The solid lines with a positive 
(negative) slope are for $A^b_{E}$ and $A^l_{E}$ with right-handed 
(left-handed) electrons while the long-dashed lines with a positive 
(negative) slope are for $A^b_2$ and $A^l_2$ with right-handed (left-handed) 
electrons. And, the dot-dashed lines with a positive (negative) slope are for
$Q^b_{33}$ and $Q^l_{33}$ with right-handed (left-handed) electrons.
On the other hand, the shadowed parts in Figure~6 show 
the 1-$\sigma$ allowed regions of the parameters ${\rm Im}(c_\gamma)$ 
and ${\rm Im}(c_{_Z})$ through (a) $A^b_{E}$, 
$A^b_2$ and $Q^b_{33}$ and (b) $A^l_{E}$, $A^l_2$ and $Q^l_{33}$ with 
unpolarized electron beams, respectively. The solid lines are for $A^b_{E}$ 
and $A^l_{E}$ while the long-dashed lines are for $A^b_2$ and $A^l_2$. 
And, the dot-dashed lines are for $Q^b_{33}$ and $Q^l_{33}$.
Two figures present us with several interesting results:
%
\begin{itemize}
\item The allowed regions strongly depend on electron polarization.
      Combining the bounds obtained with left-handed and right-handed electron
      beams, we obtain very tightly constrained 1-$\sigma$ regions for 
      ${\rm Im}(c_\gamma)$ and ${\rm Im}(c_{_Z})$.

RAW RECORDS
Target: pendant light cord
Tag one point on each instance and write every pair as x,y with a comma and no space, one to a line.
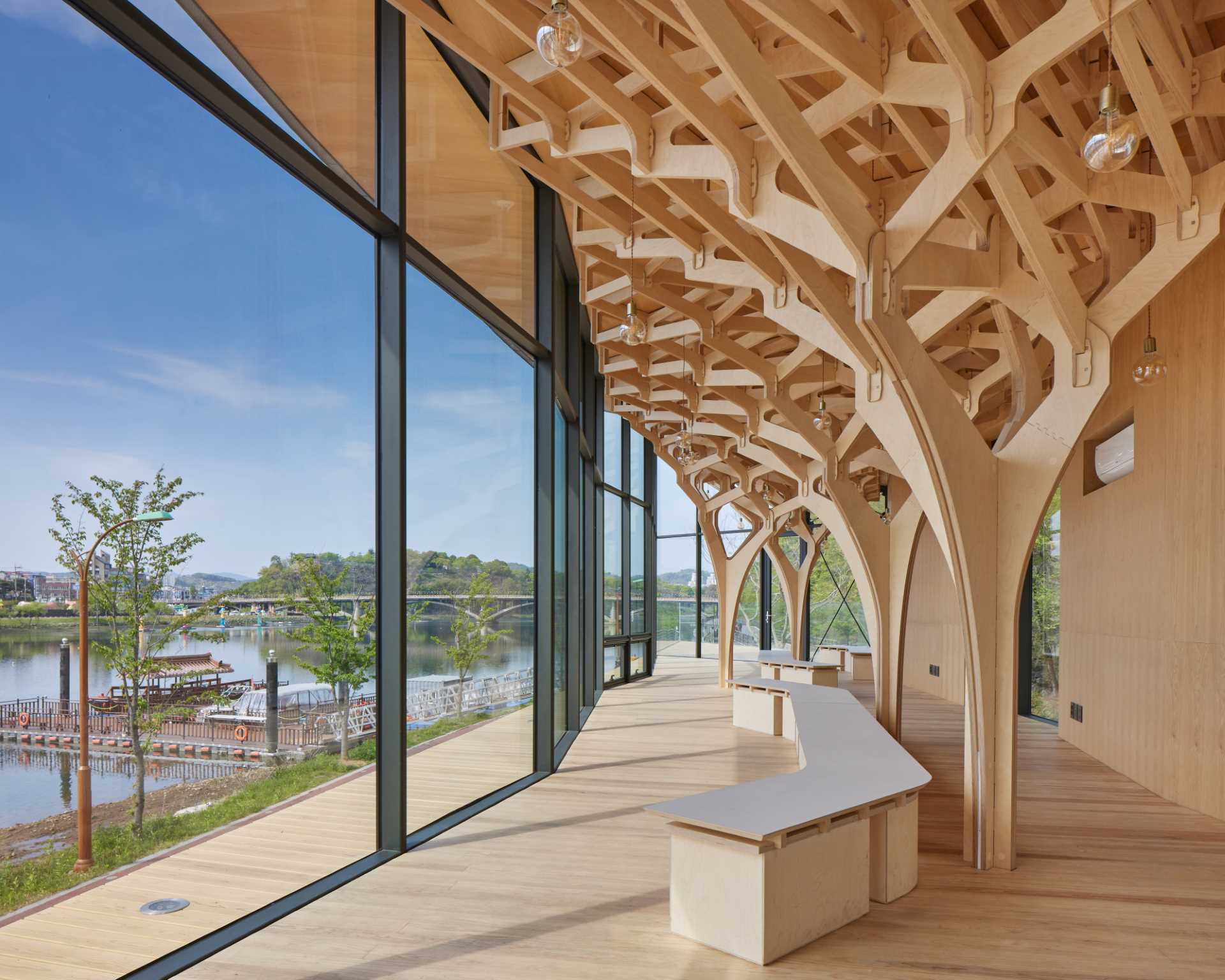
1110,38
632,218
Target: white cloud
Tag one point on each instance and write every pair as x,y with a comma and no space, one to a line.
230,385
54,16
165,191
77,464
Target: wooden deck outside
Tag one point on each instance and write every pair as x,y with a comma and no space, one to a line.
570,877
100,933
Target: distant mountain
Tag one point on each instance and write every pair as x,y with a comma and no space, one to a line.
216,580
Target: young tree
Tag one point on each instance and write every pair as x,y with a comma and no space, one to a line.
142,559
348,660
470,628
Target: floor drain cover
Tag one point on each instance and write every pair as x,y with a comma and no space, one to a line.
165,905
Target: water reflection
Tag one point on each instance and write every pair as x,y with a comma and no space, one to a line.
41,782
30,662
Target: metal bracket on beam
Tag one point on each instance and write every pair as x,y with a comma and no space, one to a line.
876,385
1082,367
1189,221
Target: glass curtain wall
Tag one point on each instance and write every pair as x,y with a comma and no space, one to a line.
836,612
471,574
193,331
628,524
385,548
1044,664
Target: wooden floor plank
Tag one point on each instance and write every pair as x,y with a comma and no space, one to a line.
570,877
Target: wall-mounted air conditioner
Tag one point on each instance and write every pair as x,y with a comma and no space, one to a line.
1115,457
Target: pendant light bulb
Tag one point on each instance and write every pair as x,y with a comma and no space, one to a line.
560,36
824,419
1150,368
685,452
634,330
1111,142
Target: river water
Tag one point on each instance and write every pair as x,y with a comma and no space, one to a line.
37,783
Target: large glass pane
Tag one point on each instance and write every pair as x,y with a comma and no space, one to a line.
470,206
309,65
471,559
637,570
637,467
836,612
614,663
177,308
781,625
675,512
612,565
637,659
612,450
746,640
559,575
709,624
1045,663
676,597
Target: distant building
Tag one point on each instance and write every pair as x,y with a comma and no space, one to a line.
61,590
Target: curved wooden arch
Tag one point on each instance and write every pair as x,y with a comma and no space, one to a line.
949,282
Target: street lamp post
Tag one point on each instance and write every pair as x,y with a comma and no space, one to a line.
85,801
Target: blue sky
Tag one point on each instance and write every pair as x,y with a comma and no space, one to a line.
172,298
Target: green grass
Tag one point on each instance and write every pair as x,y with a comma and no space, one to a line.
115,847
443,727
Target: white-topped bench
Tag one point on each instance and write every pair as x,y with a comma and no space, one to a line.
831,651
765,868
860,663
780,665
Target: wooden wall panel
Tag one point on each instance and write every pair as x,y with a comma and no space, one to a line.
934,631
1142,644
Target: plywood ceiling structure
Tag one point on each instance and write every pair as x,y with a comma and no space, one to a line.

OBJECTIVE
Please carry on the passage about the 1-σ allowed regions for Im(c_γ) and Im(c_Z), starting right after its last sentence.

TASK OUTPUT
\item Even with unpolarized electrons and positrons, it is possible to 
      obtain a bounded region for the $CP$-odd parameters by using two or 
      more $CP$-odd asymmetries. We find that the 1-$\sigma$ regions become 
      very loose for the parameter ${\rm Im}(c_{_Z})$, but the 1-$\sigma$ regions 
      for ${\rm Re}(c_\gamma)$ remain rather intact. 
\item With polarized electrons, the tightest bound is obtained through the
      $CP$-odd energy asymmetry $A^b_E$ in the inclusive top-quark decay mode.
\end{itemize}
%
Numerically, the 1-$\sigma$ allowed region of the parameters 
${\rm Im}(c_\gamma)$ and ${\rm Im}(c_{_Z})$ with the total $e^+e^-$ integrated 
luminosity 20 fb$^{-1}$ at the c.m. energy $\sqrt{s}=500$ GeV is 
%
\begin{eqnarray}
|{\rm Im}(c_\gamma)|\leq 0.16,\qquad 
|{\rm Im}(c_{_Z})|\leq 0.27.
\end{eqnarray}
%





%%%%%%%%%%%%%%%%%%%%%%%%%%%%%%%%%%%%%%%%%%%%%
\section{Compton backscattered laser light}
\label{sec:PLC}
%%%%%%%%%%%%%%%%%%%%%%%%%%%%%%%%%%%%%%%%%%%%%

\pr
Let us describe in a general 
framework how photon polarization can provide us with an efficient 
mechanism\cite{BCK} to probe $CP$ invariance
in the two-photon mode. With purely linearly-polarized 
photon beams, we classify all the distributions according to
their $CP$ and $CP\tilde{T}$ properties. 
Then, we show explicitly how linearly 
polarized photon beams allow us to construct two $CP$-odd and 
$CP\tilde{T}$-even asymmetries which do not require  
detailed information on the momenta and polarizations of the 
final-state particles.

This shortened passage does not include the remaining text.